Each entry below should be echoed exactly, with pictures omitted.

• DATA TO PROCESS
┄┄┄┄┄┄

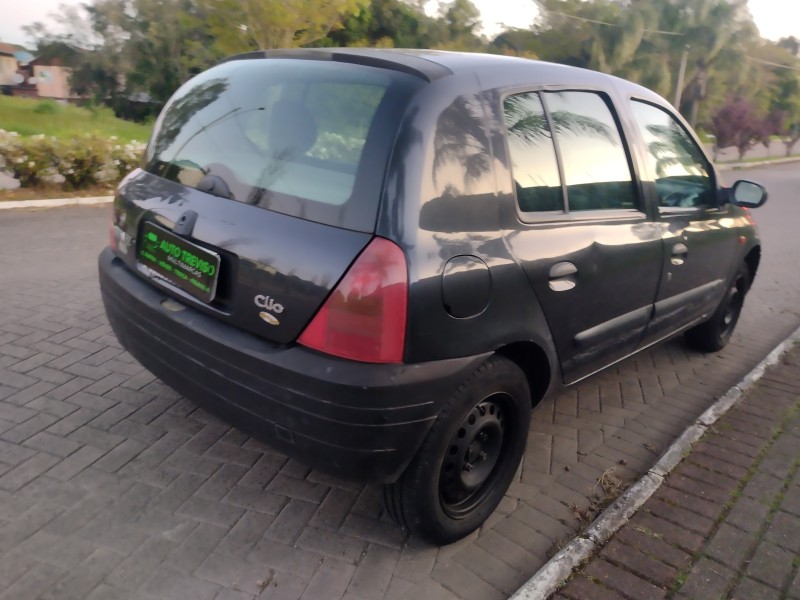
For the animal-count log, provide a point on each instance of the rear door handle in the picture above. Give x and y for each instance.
(563, 276)
(679, 254)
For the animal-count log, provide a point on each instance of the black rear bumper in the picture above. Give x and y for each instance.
(353, 420)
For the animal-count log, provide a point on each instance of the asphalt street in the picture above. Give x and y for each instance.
(113, 486)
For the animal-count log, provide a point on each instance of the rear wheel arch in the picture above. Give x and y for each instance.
(752, 260)
(534, 362)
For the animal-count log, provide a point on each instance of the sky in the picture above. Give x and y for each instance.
(770, 16)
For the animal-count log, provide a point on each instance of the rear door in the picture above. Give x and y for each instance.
(699, 238)
(583, 238)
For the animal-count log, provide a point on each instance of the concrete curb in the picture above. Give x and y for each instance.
(760, 163)
(55, 202)
(558, 569)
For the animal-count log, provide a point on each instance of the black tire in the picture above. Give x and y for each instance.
(469, 457)
(714, 334)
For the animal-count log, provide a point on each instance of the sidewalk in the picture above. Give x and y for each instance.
(726, 522)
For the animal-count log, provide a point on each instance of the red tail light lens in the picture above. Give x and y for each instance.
(112, 236)
(365, 317)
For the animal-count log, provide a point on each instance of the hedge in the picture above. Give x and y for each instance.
(73, 164)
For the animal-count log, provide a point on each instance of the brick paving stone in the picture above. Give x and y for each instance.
(750, 589)
(581, 588)
(763, 487)
(655, 547)
(374, 574)
(333, 510)
(784, 531)
(33, 583)
(330, 581)
(92, 387)
(708, 580)
(27, 471)
(683, 516)
(771, 565)
(748, 514)
(465, 583)
(207, 511)
(622, 581)
(791, 500)
(85, 577)
(221, 569)
(794, 587)
(171, 585)
(638, 562)
(669, 532)
(730, 546)
(196, 547)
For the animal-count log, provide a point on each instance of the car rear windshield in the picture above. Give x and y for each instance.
(308, 138)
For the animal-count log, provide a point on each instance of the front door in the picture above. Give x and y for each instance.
(590, 253)
(699, 244)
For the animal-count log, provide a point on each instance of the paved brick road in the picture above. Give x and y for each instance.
(726, 522)
(112, 486)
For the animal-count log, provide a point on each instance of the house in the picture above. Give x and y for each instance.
(8, 65)
(36, 77)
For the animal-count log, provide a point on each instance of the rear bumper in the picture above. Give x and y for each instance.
(353, 420)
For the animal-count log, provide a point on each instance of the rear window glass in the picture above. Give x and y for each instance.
(301, 137)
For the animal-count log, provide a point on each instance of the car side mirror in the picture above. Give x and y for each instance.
(748, 194)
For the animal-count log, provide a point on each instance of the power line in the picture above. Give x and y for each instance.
(555, 12)
(772, 64)
(675, 33)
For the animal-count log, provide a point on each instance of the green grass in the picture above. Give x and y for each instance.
(31, 117)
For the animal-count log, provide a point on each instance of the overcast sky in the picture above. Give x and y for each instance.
(770, 16)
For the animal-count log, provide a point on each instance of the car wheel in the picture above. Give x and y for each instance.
(469, 457)
(714, 334)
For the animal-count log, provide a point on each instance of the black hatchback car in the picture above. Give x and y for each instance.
(378, 261)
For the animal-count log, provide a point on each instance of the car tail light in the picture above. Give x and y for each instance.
(112, 236)
(365, 317)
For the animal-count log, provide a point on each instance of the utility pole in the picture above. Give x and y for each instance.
(681, 74)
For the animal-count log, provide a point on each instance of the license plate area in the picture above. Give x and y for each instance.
(187, 266)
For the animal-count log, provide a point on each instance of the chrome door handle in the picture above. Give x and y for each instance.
(679, 253)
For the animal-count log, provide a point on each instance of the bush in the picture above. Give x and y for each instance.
(47, 107)
(73, 164)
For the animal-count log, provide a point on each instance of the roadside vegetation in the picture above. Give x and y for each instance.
(129, 56)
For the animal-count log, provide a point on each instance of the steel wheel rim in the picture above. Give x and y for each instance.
(473, 457)
(735, 300)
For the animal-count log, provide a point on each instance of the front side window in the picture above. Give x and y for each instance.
(682, 174)
(577, 128)
(596, 169)
(533, 157)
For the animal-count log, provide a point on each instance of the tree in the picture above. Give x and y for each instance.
(736, 124)
(243, 25)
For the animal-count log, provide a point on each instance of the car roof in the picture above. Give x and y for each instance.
(435, 64)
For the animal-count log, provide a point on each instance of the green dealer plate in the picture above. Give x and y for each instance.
(182, 263)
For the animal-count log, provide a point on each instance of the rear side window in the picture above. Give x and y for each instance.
(578, 130)
(682, 173)
(301, 137)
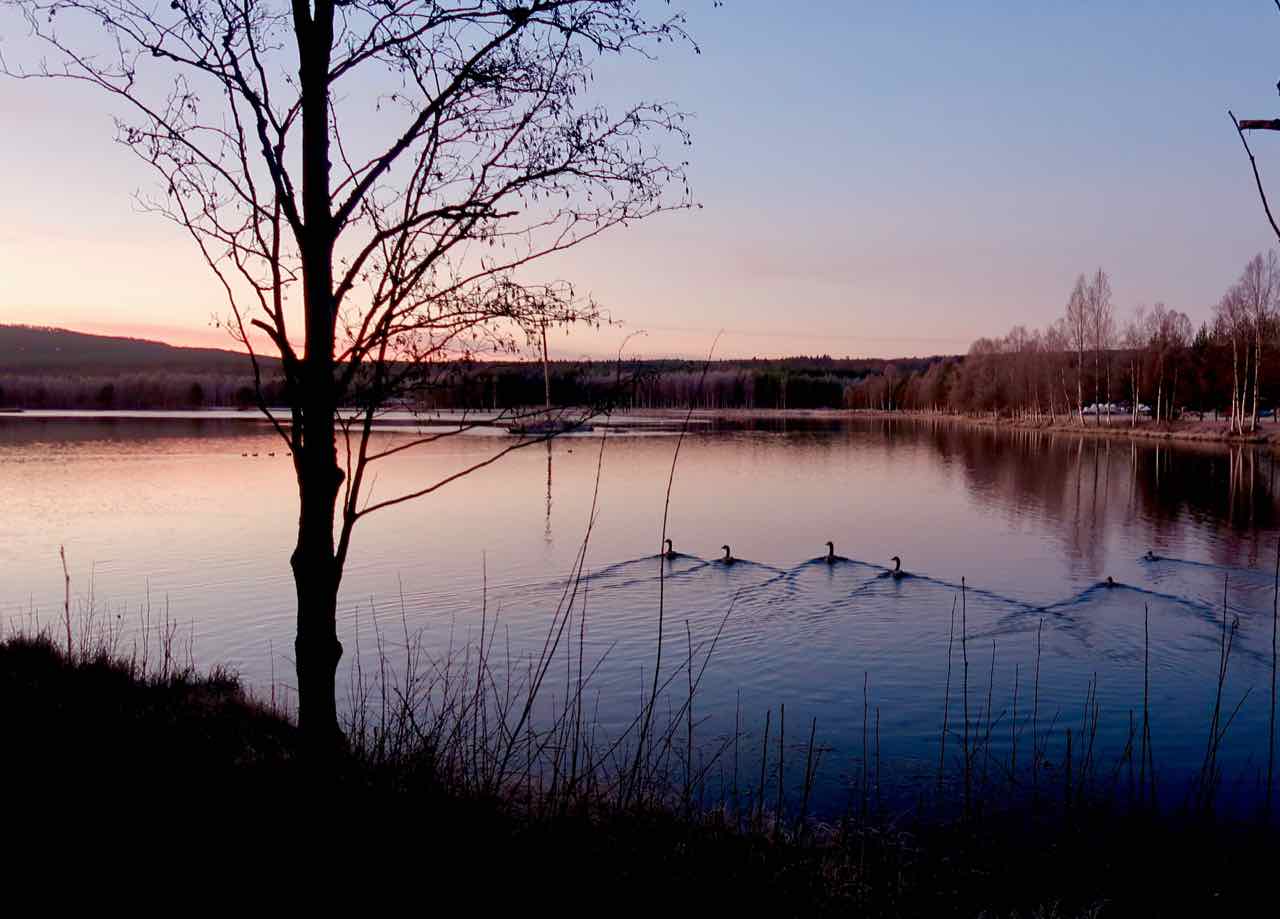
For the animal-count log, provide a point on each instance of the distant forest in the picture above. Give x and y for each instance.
(1155, 362)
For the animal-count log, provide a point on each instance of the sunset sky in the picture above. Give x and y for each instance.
(876, 178)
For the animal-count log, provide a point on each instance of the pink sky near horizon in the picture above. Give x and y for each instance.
(910, 181)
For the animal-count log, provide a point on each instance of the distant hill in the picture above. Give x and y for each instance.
(24, 348)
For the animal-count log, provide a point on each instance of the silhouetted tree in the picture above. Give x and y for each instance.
(365, 179)
(1078, 329)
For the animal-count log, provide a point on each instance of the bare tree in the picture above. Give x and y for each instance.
(1258, 291)
(1232, 324)
(1078, 330)
(392, 165)
(1100, 319)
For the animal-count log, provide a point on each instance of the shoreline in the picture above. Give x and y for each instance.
(1193, 431)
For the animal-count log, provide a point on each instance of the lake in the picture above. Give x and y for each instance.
(192, 515)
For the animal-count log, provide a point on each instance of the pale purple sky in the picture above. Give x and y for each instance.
(876, 178)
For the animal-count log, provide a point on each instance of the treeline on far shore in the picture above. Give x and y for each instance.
(1153, 362)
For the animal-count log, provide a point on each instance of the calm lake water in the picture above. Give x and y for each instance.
(173, 510)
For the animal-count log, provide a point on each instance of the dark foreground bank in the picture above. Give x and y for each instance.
(95, 730)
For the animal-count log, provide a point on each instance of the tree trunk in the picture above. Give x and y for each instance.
(1235, 388)
(1079, 383)
(316, 570)
(1257, 375)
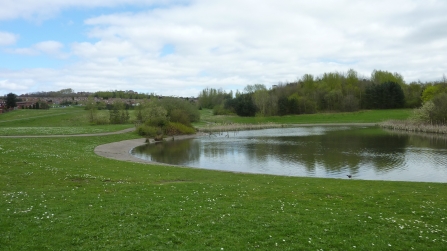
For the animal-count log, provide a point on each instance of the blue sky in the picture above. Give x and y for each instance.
(181, 47)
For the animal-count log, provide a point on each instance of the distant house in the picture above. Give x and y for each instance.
(24, 104)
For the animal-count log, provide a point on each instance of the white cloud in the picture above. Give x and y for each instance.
(7, 38)
(50, 48)
(245, 42)
(45, 9)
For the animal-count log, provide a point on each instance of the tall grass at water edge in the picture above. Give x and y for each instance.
(412, 126)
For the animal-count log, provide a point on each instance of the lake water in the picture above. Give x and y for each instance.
(369, 153)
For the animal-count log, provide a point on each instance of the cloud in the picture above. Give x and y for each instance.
(7, 86)
(167, 50)
(45, 9)
(50, 48)
(7, 38)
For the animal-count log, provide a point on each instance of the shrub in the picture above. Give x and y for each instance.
(220, 110)
(148, 131)
(174, 128)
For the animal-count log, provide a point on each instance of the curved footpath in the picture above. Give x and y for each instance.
(72, 135)
(121, 150)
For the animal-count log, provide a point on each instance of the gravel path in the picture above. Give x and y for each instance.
(121, 150)
(72, 135)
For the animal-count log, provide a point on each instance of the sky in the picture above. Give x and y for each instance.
(180, 47)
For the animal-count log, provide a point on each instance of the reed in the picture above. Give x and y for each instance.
(230, 127)
(413, 126)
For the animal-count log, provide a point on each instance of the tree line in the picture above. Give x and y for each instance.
(331, 92)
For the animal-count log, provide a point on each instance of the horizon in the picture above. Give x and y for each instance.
(180, 47)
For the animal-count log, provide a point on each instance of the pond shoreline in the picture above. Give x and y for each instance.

┄┄┄┄┄┄

• WRITTEN RESPONSE
For the animal-count log, provide a point on each instance of the rear door handle in the picture above. Give x and y for each instance.
(563, 276)
(679, 254)
For the animal-count log, provide a point on each instance of the black rear bumper in the picture above. Give x and y for each instance.
(353, 420)
For the animal-count log, provide a point on each instance of the asphalt street in the picture above. Give x and y for each instance.
(113, 486)
For the animal-count log, provide a point on each instance of the rear wheel arch in the picture above. Give x and y for each instance.
(752, 260)
(534, 362)
For the animal-count log, provide a point on each instance of the sky in the picture above. Give x and y for each instance.
(770, 16)
For the animal-count log, provide a point on each instance of the rear door in the picture above. Give x and y for each instance.
(699, 238)
(583, 238)
For the animal-count log, provide a point on each instance of the concrete curb in the picture above. Give x and y for each instance.
(760, 163)
(55, 202)
(558, 569)
For the animal-count log, provide a point on each instance of the black tire in the picture above. Give x and y for each instance.
(469, 457)
(714, 334)
For the animal-count log, provide a point on each instance of the sidewalk in the picture above. Give x and y for each instance.
(726, 522)
For the animal-count log, provide a point on each instance of the red tail light lens in the picture above. Give x and y for each instance.
(112, 236)
(365, 317)
For the animal-count log, provide a point on each instance of the hedge in the picture above. Give x and y for each instance.
(73, 164)
For the animal-count log, provide a point on each instance of the brick paving stone in the picture above. Give x and y for each instance.
(750, 589)
(581, 588)
(763, 487)
(655, 547)
(374, 574)
(333, 510)
(784, 531)
(33, 583)
(330, 581)
(92, 387)
(708, 580)
(27, 471)
(683, 516)
(771, 565)
(748, 514)
(465, 583)
(207, 511)
(622, 581)
(791, 500)
(85, 577)
(221, 569)
(794, 587)
(171, 585)
(638, 562)
(669, 532)
(730, 546)
(196, 547)
For the animal-count log, provide a point on each instance of the car rear windshield in the picture above. Give x and y for each instance.
(308, 138)
For the animal-count log, provide a point on each instance of the front door in the picture above. Give x and y for each instance.
(590, 253)
(699, 244)
For the animal-count log, provide a point on each instance of the paved brick road in the picture above. Give x and y for each instance.
(726, 522)
(112, 486)
For the animal-count log, provide a point on each instance of the house in the picture above. Give x and y for each instance.
(8, 65)
(36, 77)
For the animal-count log, provide a point on each instance of the rear bumper in the picture above. Give x and y for each instance.
(353, 420)
For the animal-count log, provide a point on each instance of the rear window glass in the picture above. Give x and y for each instance.
(301, 137)
For the animal-count log, provide a point on each instance of the car side mirror in the picture above. Give x and y for each instance.
(748, 194)
For the animal-count log, provide a point on each instance of the power line in the picture above. Give x and y for each instance.
(555, 12)
(772, 64)
(675, 33)
For the animal-count log, provide a point on each instance of the green grass in the picture above. Give x and y for each instance.
(31, 117)
For the animal-count log, provide a point on each instance of the overcast sky in the picture above. Give x and y for each instance.
(770, 16)
For the animal-count log, provide a point on each instance of the car wheel in the picture above. Give x and y for each instance.
(469, 457)
(714, 334)
For the animal-count log, provide a point on each instance of the black hatchback car in the picture above. Give x and y for each instance.
(378, 261)
For the animal-count log, provide a point on each instance of the car tail light in the picture above. Give x and y for each instance.
(112, 236)
(365, 317)
For the animal-count log, provide a point on each instance of the utility pole in the picture above. Give x and y for each instance.
(681, 74)
For the animal-count log, provide a point on each instance of the license plate area in the picture above. Give x and y for each instance.
(187, 266)
For the animal-count log, provide a point on each instance of the chrome door handle in the picture above. Give x and y for each instance.
(679, 253)
For the animal-count log, provide a point on each instance of the bush in the picture above. Give x and y for each instance.
(47, 107)
(73, 164)
For the animal-count log, provide a point on each instance of the roadside vegetation in the picture above. Give x and y for each instance.
(129, 56)
For the animal-count log, provide a point on each instance of the steel wheel rim in the picture above. Give x and y for each instance.
(473, 457)
(735, 300)
For the animal-count log, provide a point on each instance of the front side window in the picture above. Give x and y for each instance.
(682, 174)
(577, 128)
(596, 169)
(533, 157)
For the animal-count log, provide a point on each instance of the tree in the picture above. Give x and y for each instance.
(736, 124)
(243, 25)
For the animal-count log, provide a point on each instance of the car roof in the picture above. Give x and y for each instance.
(435, 64)
For the animal-count log, provide a point on each instance of the green dealer plate in the picture above. Give x and y for each instance.
(182, 263)
For the animal-count log, provide a point on each instance of the rear side window in the picture above. Give x and y for each instance.
(578, 130)
(682, 173)
(301, 137)
For the animal-count log, provide a point on each instance of the distant forest in the picture above. Give x and y for each instance.
(1155, 362)
For the animal-count log, provide a point on each instance of the sunset sky in the picture above. Give x and y for each instance.
(876, 178)
For the animal-count log, provide a point on each instance of the pink sky near horizon in the picture above. Give x and y for each instance.
(910, 181)
For the animal-count log, provide a point on each instance of the distant hill in the picture above. Give x and y for each instance.
(24, 348)
For the animal-count log, provide a point on each instance of the silhouetted tree in the picture above. Give x and y for each instance.
(365, 179)
(1078, 329)
For the animal-count log, provide a point on each instance of the bare tree in the picture above. Give x and y for each instance.
(1258, 291)
(1232, 324)
(1078, 330)
(392, 165)
(1100, 319)
For the animal-count log, provide a point on each instance of the shoreline in the picture above. Give x and y for each instance.
(1193, 431)
For the animal-count log, provide a point on each instance of the lake in the picture above. Give x and y for each instance.
(192, 515)
For the animal-count log, provide a point on each instance of the pale purple sky in the picture above. Give x and y for each instance.
(876, 178)
For the animal-count log, provide a point on each instance of the treeline on far shore in the picture above. Give x and y for each instance.
(1153, 362)
For the animal-count log, provide a point on each instance of the calm lake water in the picture above. Give x and y for each instance.
(173, 510)
For the animal-count log, provide a point on each instance of the dark foreground bank in the picture above. Give x and y for each instance.
(95, 730)
For the animal-count log, provide a point on each instance of the tree trunk in the picture above. Give x and y for each instance.
(1235, 388)
(1079, 383)
(316, 570)
(1257, 375)
For the animal-count log, provide a point on each instance of the blue sky in the picture above. Give x and y for each instance.
(181, 47)
For the animal-count log, provide a point on each instance of the distant house in the picture above. Give x and y for each instance.
(24, 104)
For the animal-count log, provide a point on each instance of the white cloud in the picture above. Give x and y for each instance.
(7, 38)
(50, 48)
(245, 42)
(45, 9)
For the animal-count log, provide a point on each instance of the tall grass at water edge in the picture above. Give x and y for each instance.
(412, 126)
For the animal-count log, provide a point on each instance of the lake water in the picture above. Give x and y for each instance.
(369, 153)
For the animal-count log, provide a point on each instance of the cloud in the picture above. Give x and y for each instance.
(7, 86)
(167, 50)
(45, 9)
(50, 48)
(7, 38)
For the animal-count log, provide a point on each instance of the shrub in the picture above. Give x and y for each instance.
(220, 110)
(148, 131)
(174, 128)
For the animal-count log, provide a point on each instance of the curved footpath in the picture above. Give x and y for each instance.
(72, 135)
(121, 150)
For the animal-count log, provide a point on each instance of the gravel path in the picture above. Give x and y for each instance.
(121, 150)
(72, 135)
For the animal-count log, provide a point on each instance of the sky in the picture above. Give x and y for each instance.
(180, 47)
For the animal-count log, provide a point on each instance of the reed in the picture above. Give x and y for each instance.
(230, 127)
(413, 126)
For the animal-count log, provide a point on each instance of the tree line in the picture above. Give x and y for each instance.
(331, 92)
For the animal-count log, provide a point on each instance of the horizon in the picture above. Give x and y for each instance.
(180, 47)
For the animal-count log, provide a point on each instance of the pond shoreline in the picture above. Give x and y for each instance.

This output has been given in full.